===== GIVEN RECORDS

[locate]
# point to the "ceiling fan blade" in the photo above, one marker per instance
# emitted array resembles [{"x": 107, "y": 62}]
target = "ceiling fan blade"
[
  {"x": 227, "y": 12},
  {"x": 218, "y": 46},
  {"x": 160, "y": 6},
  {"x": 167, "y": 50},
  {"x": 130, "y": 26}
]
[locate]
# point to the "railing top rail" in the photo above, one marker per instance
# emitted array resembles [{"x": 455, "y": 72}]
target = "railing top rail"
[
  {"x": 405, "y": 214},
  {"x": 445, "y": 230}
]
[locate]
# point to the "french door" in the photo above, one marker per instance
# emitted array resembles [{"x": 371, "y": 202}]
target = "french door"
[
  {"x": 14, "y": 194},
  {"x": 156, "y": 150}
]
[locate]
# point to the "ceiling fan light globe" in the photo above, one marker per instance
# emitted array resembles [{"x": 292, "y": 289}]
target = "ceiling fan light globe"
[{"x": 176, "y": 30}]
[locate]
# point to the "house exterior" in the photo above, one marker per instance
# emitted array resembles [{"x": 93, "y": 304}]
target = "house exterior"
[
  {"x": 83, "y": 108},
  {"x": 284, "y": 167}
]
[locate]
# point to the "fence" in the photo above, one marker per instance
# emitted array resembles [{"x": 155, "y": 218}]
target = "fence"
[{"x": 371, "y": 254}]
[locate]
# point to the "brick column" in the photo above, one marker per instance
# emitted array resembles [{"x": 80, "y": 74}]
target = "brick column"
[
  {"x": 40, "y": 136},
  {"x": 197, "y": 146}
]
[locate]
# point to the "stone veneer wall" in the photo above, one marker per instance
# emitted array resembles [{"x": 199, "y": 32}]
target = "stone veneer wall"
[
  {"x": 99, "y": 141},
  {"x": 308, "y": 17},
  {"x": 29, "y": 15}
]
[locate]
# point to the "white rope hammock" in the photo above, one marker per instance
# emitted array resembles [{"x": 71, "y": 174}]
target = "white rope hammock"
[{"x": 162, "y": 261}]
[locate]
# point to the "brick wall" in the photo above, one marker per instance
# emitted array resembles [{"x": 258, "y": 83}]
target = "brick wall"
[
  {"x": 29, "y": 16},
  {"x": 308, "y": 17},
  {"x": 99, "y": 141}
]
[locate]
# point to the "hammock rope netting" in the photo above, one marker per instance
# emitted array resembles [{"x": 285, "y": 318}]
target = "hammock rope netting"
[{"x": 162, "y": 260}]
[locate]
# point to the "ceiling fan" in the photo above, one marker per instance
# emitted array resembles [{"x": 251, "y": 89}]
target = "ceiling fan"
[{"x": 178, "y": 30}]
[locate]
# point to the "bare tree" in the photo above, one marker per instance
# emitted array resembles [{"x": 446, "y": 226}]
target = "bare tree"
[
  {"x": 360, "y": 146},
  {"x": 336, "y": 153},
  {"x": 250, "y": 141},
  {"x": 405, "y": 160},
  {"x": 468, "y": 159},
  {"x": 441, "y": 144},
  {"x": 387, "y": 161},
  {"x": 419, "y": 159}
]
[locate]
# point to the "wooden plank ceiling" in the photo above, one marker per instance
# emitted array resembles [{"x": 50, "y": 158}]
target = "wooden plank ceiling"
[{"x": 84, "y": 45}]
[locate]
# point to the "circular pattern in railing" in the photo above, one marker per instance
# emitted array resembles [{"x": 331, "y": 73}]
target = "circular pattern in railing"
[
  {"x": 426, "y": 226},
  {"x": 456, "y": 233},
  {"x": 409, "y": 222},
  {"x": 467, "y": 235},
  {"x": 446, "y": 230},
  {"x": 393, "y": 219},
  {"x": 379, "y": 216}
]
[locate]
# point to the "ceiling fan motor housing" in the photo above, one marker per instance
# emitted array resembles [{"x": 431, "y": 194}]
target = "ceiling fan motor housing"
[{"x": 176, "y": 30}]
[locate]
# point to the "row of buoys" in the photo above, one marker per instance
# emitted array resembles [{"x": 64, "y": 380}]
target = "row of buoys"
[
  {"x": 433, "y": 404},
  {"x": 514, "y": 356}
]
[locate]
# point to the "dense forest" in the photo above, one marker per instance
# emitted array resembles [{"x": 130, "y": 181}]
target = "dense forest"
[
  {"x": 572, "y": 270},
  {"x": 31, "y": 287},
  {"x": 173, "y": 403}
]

==========

Write out all records exactly, keeping every detail.

## ANSWER BELOW:
[locate]
# point to the "ceiling fan blade" in the photo above, one marker per instance
# emitted array resembles [{"x": 107, "y": 62}]
target = "ceiling fan blade"
[
  {"x": 227, "y": 12},
  {"x": 218, "y": 46},
  {"x": 160, "y": 6},
  {"x": 167, "y": 50},
  {"x": 130, "y": 26}
]
[locate]
# point to the "railing top rail" in the photo above, one marker per instance
# emitted array resembles [{"x": 455, "y": 72}]
target = "railing top rail"
[
  {"x": 405, "y": 214},
  {"x": 445, "y": 230}
]
[locate]
# point to the "french door" in the photo above, one marker per instance
# emitted array resembles [{"x": 371, "y": 202}]
target = "french door"
[
  {"x": 14, "y": 194},
  {"x": 156, "y": 150}
]
[locate]
# point to the "ceiling fan light globe" in the photo above, one marker per instance
# emitted array resembles [{"x": 292, "y": 289}]
target = "ceiling fan light globe"
[{"x": 176, "y": 30}]
[locate]
# point to the "house exterior" in the photo above, one marker per instance
# emitted array resembles [{"x": 93, "y": 304}]
target = "house exterior"
[
  {"x": 83, "y": 108},
  {"x": 284, "y": 167}
]
[locate]
# point to the "fence" in the photo above, one marker per instance
# emitted array resembles [{"x": 155, "y": 218}]
target = "fence"
[{"x": 371, "y": 254}]
[locate]
# point to the "brick column" in the photo above, one marker per instance
# emitted array resembles [{"x": 80, "y": 74}]
target = "brick column"
[
  {"x": 40, "y": 136},
  {"x": 197, "y": 146}
]
[locate]
# point to the "stone veneer wall" in the photo above, one marker per instance
# emitted array resembles [{"x": 199, "y": 32}]
target = "stone veneer wall"
[
  {"x": 99, "y": 141},
  {"x": 308, "y": 17},
  {"x": 29, "y": 15}
]
[locate]
# point to the "white rope hammock" in the photo above, one marker per instance
# emitted array resembles [{"x": 71, "y": 174}]
target = "white rope hammock"
[{"x": 162, "y": 261}]
[locate]
# point to the "brick wall" in the photo above, one marker per instance
# emitted array resembles [{"x": 258, "y": 83}]
target = "brick wall"
[
  {"x": 29, "y": 16},
  {"x": 308, "y": 17},
  {"x": 99, "y": 141}
]
[locate]
# point to the "hammock rope netting" in the photo above, one marker per instance
# emitted array resembles [{"x": 285, "y": 318}]
target = "hammock rope netting"
[{"x": 162, "y": 260}]
[locate]
# point to the "ceiling fan" in the photo above, one marker per instance
# emitted array resembles [{"x": 251, "y": 89}]
target = "ceiling fan"
[{"x": 178, "y": 30}]
[locate]
# point to the "bare tree" in the photo above, one marker per instance
# emitted array resembles [{"x": 446, "y": 226}]
target = "bare tree"
[
  {"x": 360, "y": 146},
  {"x": 336, "y": 153},
  {"x": 250, "y": 141},
  {"x": 405, "y": 160},
  {"x": 468, "y": 159},
  {"x": 441, "y": 144},
  {"x": 387, "y": 161},
  {"x": 419, "y": 159}
]
[locate]
# point to the "wooden plank ceiling" in the photo above, one marker per instance
# emitted array resembles [{"x": 50, "y": 158}]
target = "wooden plank ceiling"
[{"x": 84, "y": 45}]
[locate]
# point to the "circular pattern in railing" in the photo above, one marker per instance
# emitted array resembles [{"x": 331, "y": 73}]
target = "circular pattern in railing"
[
  {"x": 426, "y": 226},
  {"x": 456, "y": 233},
  {"x": 409, "y": 222},
  {"x": 467, "y": 235},
  {"x": 446, "y": 230},
  {"x": 393, "y": 219},
  {"x": 379, "y": 216}
]
[locate]
# point to the "ceiling fan motor housing" in the photo above, one marker per instance
# emitted array resembles [{"x": 431, "y": 194}]
target = "ceiling fan motor housing"
[{"x": 176, "y": 30}]
[locate]
# point to the "row of buoys" in the photo above, one marker per instance
# emitted array resembles [{"x": 64, "y": 380}]
target = "row of buoys"
[
  {"x": 433, "y": 404},
  {"x": 514, "y": 356}
]
[locate]
# point to the "dense forest" in the photo above, one marker per instance
# emitted array resembles [{"x": 130, "y": 181}]
target = "dense forest"
[
  {"x": 572, "y": 270},
  {"x": 31, "y": 287},
  {"x": 173, "y": 403}
]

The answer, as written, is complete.